**Description of the task**: Starting with the line that holds "of the domed", copy out each remaining line of the listing below, up to and including the last one, and include nothing else.

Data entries
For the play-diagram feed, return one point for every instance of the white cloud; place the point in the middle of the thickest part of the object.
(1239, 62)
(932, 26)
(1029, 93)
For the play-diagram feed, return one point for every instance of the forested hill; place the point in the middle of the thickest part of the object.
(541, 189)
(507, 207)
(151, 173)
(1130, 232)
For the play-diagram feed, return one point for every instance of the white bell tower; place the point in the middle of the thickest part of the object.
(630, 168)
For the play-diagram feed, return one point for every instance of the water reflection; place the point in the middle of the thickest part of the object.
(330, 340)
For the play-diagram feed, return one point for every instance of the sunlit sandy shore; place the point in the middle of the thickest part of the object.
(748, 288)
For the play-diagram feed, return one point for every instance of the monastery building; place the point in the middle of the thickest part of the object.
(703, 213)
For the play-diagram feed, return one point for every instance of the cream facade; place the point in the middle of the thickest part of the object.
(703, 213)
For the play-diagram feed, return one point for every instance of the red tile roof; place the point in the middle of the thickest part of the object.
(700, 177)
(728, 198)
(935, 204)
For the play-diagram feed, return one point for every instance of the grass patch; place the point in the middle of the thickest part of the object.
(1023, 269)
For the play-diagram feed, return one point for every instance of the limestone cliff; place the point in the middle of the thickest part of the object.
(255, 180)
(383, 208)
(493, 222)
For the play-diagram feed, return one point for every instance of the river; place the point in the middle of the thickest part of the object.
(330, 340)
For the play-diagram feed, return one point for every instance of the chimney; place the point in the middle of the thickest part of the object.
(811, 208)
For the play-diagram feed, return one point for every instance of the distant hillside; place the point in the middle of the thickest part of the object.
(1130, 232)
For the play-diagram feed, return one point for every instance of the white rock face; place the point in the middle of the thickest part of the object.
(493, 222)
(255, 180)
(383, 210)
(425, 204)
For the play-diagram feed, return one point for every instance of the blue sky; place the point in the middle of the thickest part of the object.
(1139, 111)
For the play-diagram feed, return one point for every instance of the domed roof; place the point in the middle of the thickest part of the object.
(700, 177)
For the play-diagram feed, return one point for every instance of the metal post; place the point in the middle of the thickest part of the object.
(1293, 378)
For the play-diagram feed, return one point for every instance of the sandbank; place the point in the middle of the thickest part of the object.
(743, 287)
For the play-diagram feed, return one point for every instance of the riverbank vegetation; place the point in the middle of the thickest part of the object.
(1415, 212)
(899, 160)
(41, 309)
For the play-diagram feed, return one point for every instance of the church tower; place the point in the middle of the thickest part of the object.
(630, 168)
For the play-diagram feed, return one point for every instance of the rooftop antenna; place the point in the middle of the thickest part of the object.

**Solution for this exercise**:
For the play-diagram feed, return one point for every instance of the domed roof; place the point in the middle of the thickest part of the object.
(700, 177)
For the play-diagram feed, return one point for every instance of the metal post; place the point in the middle of the thickest part of the object.
(1293, 378)
For the play-diagram feed, return one point for every instance of the sandbank; place the point in the middle of the thickest part of the object.
(743, 287)
For the play-diagram feed, return one point for every instance of the riverbank vegetation; place the point in the middle of the thickest part of the object.
(1415, 212)
(899, 160)
(41, 309)
For the play-diagram feed, return one point for every instance of the church tower; place the point in the middle of the thickest part of the object.
(630, 168)
For the play-diagram feed, return one point for every instance of the rooftop antenna; place the point in the middle of the thickest part of the object.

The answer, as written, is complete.